> _EXCERPTED RECORDS_
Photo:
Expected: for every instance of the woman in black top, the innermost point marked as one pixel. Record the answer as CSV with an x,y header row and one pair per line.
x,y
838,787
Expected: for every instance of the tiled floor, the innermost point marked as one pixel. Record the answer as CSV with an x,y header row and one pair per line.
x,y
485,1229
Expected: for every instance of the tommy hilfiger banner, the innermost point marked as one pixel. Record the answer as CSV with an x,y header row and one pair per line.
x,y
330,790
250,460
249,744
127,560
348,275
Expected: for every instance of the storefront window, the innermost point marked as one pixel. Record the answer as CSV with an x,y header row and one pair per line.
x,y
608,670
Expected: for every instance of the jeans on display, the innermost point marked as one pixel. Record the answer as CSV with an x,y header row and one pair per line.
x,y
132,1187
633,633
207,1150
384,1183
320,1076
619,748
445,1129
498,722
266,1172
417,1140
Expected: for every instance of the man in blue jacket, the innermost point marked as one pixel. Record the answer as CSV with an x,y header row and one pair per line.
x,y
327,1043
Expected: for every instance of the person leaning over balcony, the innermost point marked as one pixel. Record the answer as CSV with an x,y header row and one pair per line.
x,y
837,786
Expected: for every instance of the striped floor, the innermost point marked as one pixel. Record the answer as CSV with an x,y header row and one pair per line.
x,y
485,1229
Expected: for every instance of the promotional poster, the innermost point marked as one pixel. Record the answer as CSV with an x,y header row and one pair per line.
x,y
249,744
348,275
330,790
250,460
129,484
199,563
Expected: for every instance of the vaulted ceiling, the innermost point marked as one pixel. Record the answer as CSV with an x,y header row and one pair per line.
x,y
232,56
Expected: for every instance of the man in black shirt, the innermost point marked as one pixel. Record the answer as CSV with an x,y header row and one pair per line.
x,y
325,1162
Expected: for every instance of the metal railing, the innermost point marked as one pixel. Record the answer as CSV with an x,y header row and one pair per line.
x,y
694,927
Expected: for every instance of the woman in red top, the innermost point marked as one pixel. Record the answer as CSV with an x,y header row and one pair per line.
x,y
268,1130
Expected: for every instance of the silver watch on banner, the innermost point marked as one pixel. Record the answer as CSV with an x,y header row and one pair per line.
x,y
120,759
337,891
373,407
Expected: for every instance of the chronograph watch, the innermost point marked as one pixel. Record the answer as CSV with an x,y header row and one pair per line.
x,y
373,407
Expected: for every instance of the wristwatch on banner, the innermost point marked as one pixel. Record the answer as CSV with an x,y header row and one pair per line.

> _WHAT THE TASK REQUIRES_
Reproduce all of the entries above word for word, leaving nothing out and adding nothing.

> _WRITTEN ANSWER_
Photo:
Expected: for every instance of the woman in black top, the innermost point marked as one pixel. Record the answer as CSV with an x,y header row and one pair per line.
x,y
838,787
Expected: for every instance of the tiled floor, the innermost point marked as one pixel. Record the answer as CSV with an x,y header row and one pair per line.
x,y
485,1229
Expected: for every instance of the tommy hilfiger banner, the innermost point marked as one pixel. Record the answer as CSV with an x,y header row and one pair per line.
x,y
330,790
250,460
249,744
127,560
348,275
Expected: for every instance of the storefront window, the innermost point marked as one pixel. Record the answer as CSV with an x,y header row and one pair per line.
x,y
608,670
Expected: for every instance of the jeans on display, the innermost point marked as one pixel. Record the answer as CSV with an x,y header row and one pair per line.
x,y
132,1187
633,633
207,1150
384,1183
320,1076
619,748
445,1129
498,722
266,1172
417,1140
Expected: for every instance of the man in blue jacket, the innermost point marked as one pixel. Record the answer as CSV with an x,y header row and one pair per line.
x,y
327,1043
Expected: for every instance of the person leaning over balcony, the innermost point marked as one pixel. Record the answer as CSV with an x,y header row and one pair per line.
x,y
837,786
Expected: for every instance of the striped floor, the innermost point marked as one pixel. Record the answer as CSV with an x,y header row and one pair per line.
x,y
485,1229
Expected: for every instance of the promotional poster, the innermost point marked as one pixel. Record the answer as CSV with an x,y header row and one pair per line.
x,y
249,744
348,275
330,790
250,460
129,484
199,563
Expected: for every instance of the vaulted ceiling, the innermost point marked as one pixel. Record the answer as CSV with an x,y header row and one pair per line.
x,y
232,56
Expected: for every instance of the man in black shirt, the innermost point marked as one pixel. Record the answer as CSV with an x,y header row and one pair per line.
x,y
325,1162
Expected: for every instance of the metal railing, the innermost point marked as one pixel. Record the answer as CSV with an x,y header row and one pair per line.
x,y
694,927
Expected: for every instance of the woman in red top, the innermost point marked as one pixel. Record the answer as CSV with an x,y header row and one pair per line.
x,y
268,1130
Expected: for every instance of the silver watch on banner, the innermost point marked as one pixel. Record the answer as CSV with an x,y header row and one pair per line.
x,y
120,759
337,891
373,407
Expected: for every instance of the chronograph watch, the innermost point marked as one pixel. Record the answer as CSV with an x,y header row and one pair per line.
x,y
373,407
Expected: for every instance of the wristwatch on banner, the innermost point marked as one pixel. Record the answer as CSV with an x,y header row and one pair per line.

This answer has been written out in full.